▸ **Travail à faire**:
a. Dans l'extrait à lire sur l'affaire Rick Dykstra, avec quel préavis Andrew Scheer a-t-il convoqué la presse ?
b. Poursuivez l'article sur l'affaire Rick Dykstra en reprenant juste après sa dernière phrase.

▸ **Extrait à lire**:
========
Après avoir martelé que le Parti conservateur voulait tourner le regard vers l'avant plutôt que de s'attarder aux erreurs du passé, Andrew Scheer a fait volte-face et décidé d'ouvrir une enquête indépendante sur l'affaire Rick Dykstra, mercredi.

Le chef conservateur a convoqué la presse avec un préavis d'une trentaine de minutes, après la période des questions, pour faire l'annonce du déclenchement de cette investigation qu'il veut «exhaustive» et dont les conclusions seront rendues publiques, a-t-il promis.

Il n'a pas voulu expliquer pourquoi il a tardé à prendre cette décision, ni si elle a été prise pour calmer la grogne de certains élus. «C'est essentiel de s'assurer qu'un problème comme celui qui est allégué ne puisse pas arriver encore. C'est ça, la motivation», a souligné M. Scheer.

«On doit s'assurer que dans le futur - si les allégations sont vraies - quelque chose comme ça ne puisse pas se reproduire», a-t-il déclaré au micro. Le leader a ajouté qu'il était par ailleurs «important de s'assurer que les Canadiens aient confiance en leurs systèmes publics».

Un peu plus tôt, des membres de sa députation exprimaient leur frustration face à la décision des stratèges conservateurs de permettre au député sortant Rick Dykstra de se représenter sous la bannière du parti en 2015 alors qu'il était visé par des allégations d'agression sexuelle.

Selon un article publié dans le magazine Macleans, on aurait donné le feu vert au candidat en sachant qu'il était soupçonné d'avoir agressé sexuellement une employée politique après une fête en 2014. Cette information, émanant d'une source anonyme, n'a pu être corroborée.

Les députés Maxime Bernier et Marilyn Gladu étaient de ceux qui ruaient dans les brancards. À son arrivée à la réunion hebdomadaire du caucus, mercredi matin, le Beauceron affirmait qu'il réclamerait des explications au Parti conservateur, écorchant au passage son ancien chef Stephen Harper.
========
▸ **Données**:
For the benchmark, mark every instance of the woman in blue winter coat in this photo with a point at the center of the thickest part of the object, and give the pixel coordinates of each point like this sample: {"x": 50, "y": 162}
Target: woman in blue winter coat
========
▸ **Réponses attendues**:
a. Un préavis d'une trentaine de minutes.

b.
«On a un caucus ce matin, on va poser des questions, et le parti doit y répondre, a-t-il souligné en mêlée de presse. C'est eux qui savaient ces faits-là à l'époque, et je pense qu'ils doivent nous dire ce qui s'est passé.»

Et lorsqu'on lui a demandé qui était responsable de cette décision, il a dit qu'«ultimement», le feu vert était donné «par le parti, avec le chef du parti», décochant ainsi une flèche à l'endroit de Stephen Harper, qui tenait les rênes de la formation à l'époque.

Quelques heures après, sa collègue Gladu abondait dans le même sens, suggérant qu'une enquête s'imposait pour aller au fond des choses, car «on ne peut se tourner vers l'avenir si on ignore ce qui est arrivé dans le passé», avait-elle lancé avant la période des questions.

Leurs sons discordants s'ajoutaient à celui envoyé lundi par Michelle Rempel. La députée a fustigé son parti pendant un débat sur un projet de loi contre le harcèlement sexuel dans les milieux de travail relevant de la compétence fédérale - incluant sur la colline.

«Ce qui est arrivé est dégoûtant, a tonné l'influente élue. Ces gens (les stratèges qui ont dit oui à la candidature de Rick Dykstra) devraient avoir honte, ne devraient exercer aucune fonction et n'avoir aucune influence dans ce parti politique ou dans n'importe quel autre.»

Mais l'idée de déclencher une investigation ne semblait pas en rallier beaucoup au sein des troupes conservatrices - pas plus que l'idée d'en discuter avec les journalistes: bon nombre de députés, incluant le chef Scheer, ont fui les caméras après la réunion du caucus, mercredi.

Ceux qui ont répondu aux questions véhiculaient ce qui était alors la ligne du parti. Lisa Raitt, Erin O'Toole, Gérard Deltell et Alain Rayes, notamment, ont martelé que la page était tournée et se montraient pour le moins tièdes à l'idée d'ouvrir une enquête.

«Il y a des démarches qui doivent être faites, j'imagine, à l'intérieur du parti, dans les organisations. Là, on est en train de regarder le présent, le futur», a offert M. Rayes, le lieutenant politique du Parti conservateur au Québec.

Son collègue Deltell avait peu après argué qu'il fallait «absolument penser d'abord aux victimes, et quand le malheur nous frappe, agir convenablement», que des questions devaient certes être posées, mais que parler d'une enquête était «un grand mot».

Le député O'Toole avait pour sa part fait valoir qu'une «chasse aux sorcières à rebours» ne l'intéressait guère. Et Lisa Raitt, de son côté, insistait sur le fait que le passé n'était pas garant de l'avenir, et que le chef Scheer contrôlait la situation.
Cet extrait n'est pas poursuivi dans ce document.